**Document excerpt**.

BEGIN

I’ve been loving the first season of Daredevil currently on Netflix. The whole myth of origin, so cumbersome and dull in a feature film of finite length, has more space to breathe and to develop here in ways that entice and excite: we see young Matt Murdock’s relationship with his boxer father; the reasons and pressures Murdock Sr. had for throwing fights, how Matt became blind and had his senses enhanced, how both are gluttons for punishment and able to take extremes of it; later in the season, in episode seven, we get to see how Stick (Scott Glenn), the equally blind sensei, came to train him in martial arts; why he did so is left enticingly murky and is clearly a narrative touchstone for the character to return, one highly anticipated by me.
I loved seeing Scott Glenn in the series. But isn’t Vincent D’Onofrio also a great Kingpin? And he’s the main antagonist, with his own backstory given almost as much importance as Daredevil’s (Charlie Cox) so we get to see a lot of him, though not as much as I’d like. Watching Daredevil and the first episode of Supergirl made me realise that marvellous actors such as Glenn, D’Onofrio, Vondie Curtis-Hall, Rosario Dawson and Calista Flockhart seem to have found a home with room for expression in this type of TV and what a treat, a recurring one, it to see old familiar faces in such great form.
However, what to me was a truly unexpected delight, is how much pleasure the look of the series gave me. It definitely feels like TV: the image doesn’t have as much depth or texture as you’d expect in a movie, the frame is relatively bare, it’s not as textured an image. However, I’m finding the neon-noir look of the movie so beautifully designed and filmed that what might initially seem a fault is actually a plus; colours are used brilliantly, in bold big lines, or occupying entire sectors of the frame in large blocks, and usually associated with a character or a theme. The spare lines of the image are used in the same way comic-book frames are, and the outlines themselves are beautifully expressive in their sparseness. The lack of texture draws the eye onto the TV frame clearly onto what’s important and attempts for maximum expressiveness within that limitation.

END

**Stored data**.
BEGIN

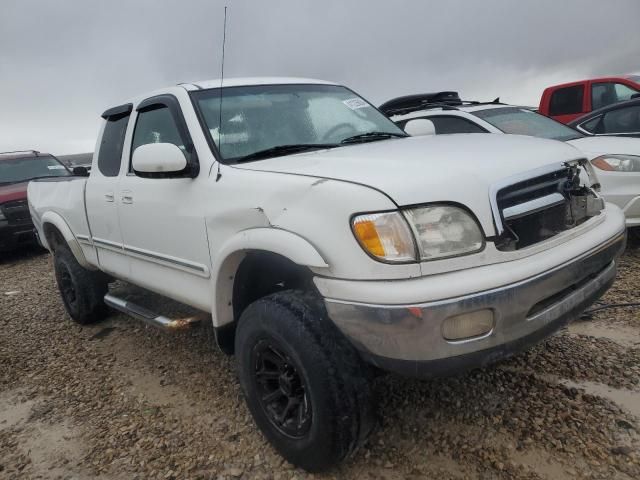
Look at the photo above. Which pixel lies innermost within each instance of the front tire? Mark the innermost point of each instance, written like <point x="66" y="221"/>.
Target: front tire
<point x="82" y="290"/>
<point x="306" y="387"/>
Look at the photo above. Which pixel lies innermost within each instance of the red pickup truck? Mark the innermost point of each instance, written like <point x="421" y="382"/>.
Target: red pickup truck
<point x="569" y="101"/>
<point x="16" y="170"/>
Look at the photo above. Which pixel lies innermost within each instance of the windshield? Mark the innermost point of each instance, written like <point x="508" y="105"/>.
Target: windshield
<point x="18" y="170"/>
<point x="259" y="118"/>
<point x="520" y="121"/>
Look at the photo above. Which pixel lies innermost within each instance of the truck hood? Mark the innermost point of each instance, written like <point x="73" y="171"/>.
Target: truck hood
<point x="15" y="191"/>
<point x="441" y="168"/>
<point x="593" y="147"/>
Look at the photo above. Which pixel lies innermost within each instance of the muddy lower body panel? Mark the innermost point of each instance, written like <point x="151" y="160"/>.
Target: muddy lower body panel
<point x="429" y="339"/>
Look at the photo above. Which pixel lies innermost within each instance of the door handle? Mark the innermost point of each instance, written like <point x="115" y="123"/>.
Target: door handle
<point x="126" y="197"/>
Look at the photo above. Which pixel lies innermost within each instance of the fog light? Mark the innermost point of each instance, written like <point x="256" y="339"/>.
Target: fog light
<point x="468" y="325"/>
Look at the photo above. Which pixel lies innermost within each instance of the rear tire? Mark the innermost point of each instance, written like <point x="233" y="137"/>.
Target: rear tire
<point x="305" y="385"/>
<point x="82" y="290"/>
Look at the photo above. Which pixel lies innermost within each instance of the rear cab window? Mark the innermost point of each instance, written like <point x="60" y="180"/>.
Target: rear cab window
<point x="567" y="100"/>
<point x="606" y="93"/>
<point x="445" y="124"/>
<point x="112" y="142"/>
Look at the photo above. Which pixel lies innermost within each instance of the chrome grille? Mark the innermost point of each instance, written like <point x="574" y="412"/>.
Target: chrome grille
<point x="541" y="207"/>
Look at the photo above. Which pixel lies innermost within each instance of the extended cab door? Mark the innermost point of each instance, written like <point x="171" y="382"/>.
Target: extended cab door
<point x="102" y="192"/>
<point x="161" y="215"/>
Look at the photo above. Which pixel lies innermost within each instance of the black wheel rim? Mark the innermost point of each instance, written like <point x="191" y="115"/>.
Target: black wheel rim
<point x="67" y="287"/>
<point x="282" y="392"/>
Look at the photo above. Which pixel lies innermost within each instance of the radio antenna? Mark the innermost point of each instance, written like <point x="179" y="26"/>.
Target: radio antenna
<point x="224" y="41"/>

END

**Work instruction A**. From the Daredevil review, copy the passage starting with "I’ve been loving" and going on through "anticipated by me.".
**Work instruction B**. Condense the paragraph of the Daredevil review that opens "I loved seeing Scott Glenn in the series" into a shorter version that keeps its main facts.
This material comes from a source separate from the Daredevil review.

**Exercise output A**.
I’ve been loving the first season of Daredevil currently on Netflix. The whole myth of origin, so cumbersome and dull in a feature film of finite length, has more space to breathe and to develop here in ways that entice and excite: we see young Matt Murdock’s relationship with his boxer father; the reasons and pressures Murdock Sr. had for throwing fights, how Matt became blind and had his senses enhanced, how both are gluttons for punishment and able to take extremes of it; later in the season, in episode seven, we get to see how Stick (Scott Glenn), the equally blind sensei, came to train him in martial arts; why he did so is left enticingly murky and is clearly a narrative touchstone for the character to return, one highly anticipated by me.

**Exercise output B**. The writer enjoyed seeing Scott Glenn in the series and thinks Vincent D'Onofrio makes a great Kingpin. As the main antagonist, Kingpin gets a backstory almost as important as that of Daredevil (Charlie Cox). He therefore appears often, though less than the writer would like. Daredevil and the first episode of Supergirl showed the writer that actors such as Glenn, D'Onofrio, Vondie Curtis-Hall, Rosario Dawson and Calista Flockhart have found room for expression in this type of TV. Seeing these familiar faces in great form is a recurring treat.